→ SHORT EXERCISE
Reproduce the following lines word for word, covering all of the records, and leave out the pictures in your answer.

[Image location labeling records]
━━━━━━━━
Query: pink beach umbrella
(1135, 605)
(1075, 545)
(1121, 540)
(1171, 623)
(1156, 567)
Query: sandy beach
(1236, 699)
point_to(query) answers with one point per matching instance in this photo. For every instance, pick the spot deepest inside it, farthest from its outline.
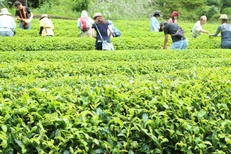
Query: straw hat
(4, 11)
(43, 16)
(98, 14)
(223, 16)
(157, 13)
(174, 13)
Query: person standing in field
(197, 28)
(225, 30)
(101, 27)
(7, 23)
(179, 42)
(46, 26)
(174, 17)
(154, 24)
(24, 15)
(84, 23)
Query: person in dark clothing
(179, 42)
(24, 15)
(103, 28)
(225, 30)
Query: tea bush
(141, 101)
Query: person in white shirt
(7, 23)
(46, 26)
(197, 28)
(154, 24)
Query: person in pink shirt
(173, 18)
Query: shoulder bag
(105, 44)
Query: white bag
(107, 46)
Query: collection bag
(179, 33)
(116, 32)
(105, 45)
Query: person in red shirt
(174, 17)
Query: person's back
(154, 24)
(7, 23)
(101, 31)
(197, 28)
(84, 23)
(46, 26)
(225, 30)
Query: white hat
(98, 14)
(223, 16)
(4, 11)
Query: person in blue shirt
(7, 23)
(100, 29)
(225, 30)
(154, 24)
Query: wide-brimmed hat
(4, 11)
(224, 16)
(162, 23)
(43, 16)
(157, 13)
(98, 14)
(174, 13)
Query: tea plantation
(59, 95)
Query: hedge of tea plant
━━━━━━━━
→ REPLY
Query: pink beach umbrella
(1135, 605)
(1075, 545)
(1121, 540)
(1171, 623)
(1156, 567)
Query: sandy beach
(1236, 699)
point_to(query) answers with one point per matching instance in this photo. For every instance, pick the spot deepest inside it, farthest from its outline.
Query: straw hat
(4, 11)
(43, 16)
(98, 14)
(223, 16)
(157, 13)
(174, 13)
Query: person standing in field
(197, 28)
(225, 30)
(101, 27)
(7, 23)
(179, 42)
(46, 26)
(174, 17)
(154, 24)
(24, 15)
(84, 23)
Query: person in dark clothing
(179, 42)
(24, 15)
(103, 28)
(225, 30)
Query: tea bush
(141, 101)
Query: person in white shirt
(7, 23)
(46, 26)
(197, 28)
(154, 24)
Query: person in pink shirt
(173, 18)
Query: shoulder bag
(105, 44)
Query: white bag
(107, 46)
Query: collection bag
(179, 33)
(116, 32)
(105, 45)
Query: person in red shirt
(174, 17)
Query: person's back
(154, 24)
(7, 23)
(101, 31)
(197, 28)
(84, 23)
(46, 26)
(225, 30)
Query: white hat
(98, 14)
(223, 16)
(4, 11)
Query: person in blue shirt
(7, 23)
(100, 29)
(225, 30)
(154, 24)
Query: wide-brimmed hat
(4, 11)
(224, 16)
(162, 23)
(43, 16)
(157, 13)
(98, 14)
(174, 13)
Query: tea plantation
(59, 95)
Query: hedge of tea plant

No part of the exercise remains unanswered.